== Excerpted passage ==
===

Critique is a part of writing. It shows us what we did right, and what needs tweaking. A good reader can point out how we can improve our writer whether it be a weakness in a character, or a line of poetry that just doesn’t read right, a fatal flaw in a story sequence, or an explanation that makes no sense. Critique also shows the good in a piece, such as excellent pacing, a good battle scene, humour at just the right moment, great explanation or an intriguing character. Sometimes, a readers enjoyment of a character can make that character take on a greater role. Those who critique help shape the work we do, either while we are still in the writing stage, or when we reached the editing stage.
Some questions to ask when submitting a work for oversight. This is not an exhaustive list, and it would change depending on the work being critiqued. You definitely don’t need to ask all of these questions either.
- What is working well and what is not. Why?
- What would you cut?
- What needs to have more added? Why?
- If you had written this, what would you edit?
- Is anything confusing?
- Is the work balanced?
- Any word changes that need to be made?
- Adjustments to subplots needed?
- Does it read well?
- What expectations were you left with?
Where to find Readers to Critique
- Writer’s Guild
- Fellow authors
- Professional reviewers
- Professional editors
- Writing workshops
- Beta Readers who are members of your target audience
Don’t choose people who are close friends or family. It’s too easy for them to love everything that you write, and harder for them to say “this needs to be changed”. You want that impartial reader, who is reliable, who will honestly tell you the good and bad of your book.

===

== Record extracts ==
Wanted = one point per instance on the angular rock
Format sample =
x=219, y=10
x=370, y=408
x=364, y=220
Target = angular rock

===

== Problems and tasks ==
A: In the passage on critique, whom does it say you should not choose to critique your work?
B: Rewrite the rows with "angular rock" changed to "jagged stone" throughout, leaving everything else the same.

== Results by task ==
A: Close friends or family.

B:
Wanted = one point per instance on the jagged stone
Format sample =
x=219, y=10
x=370, y=408
x=364, y=220
Target = jagged stone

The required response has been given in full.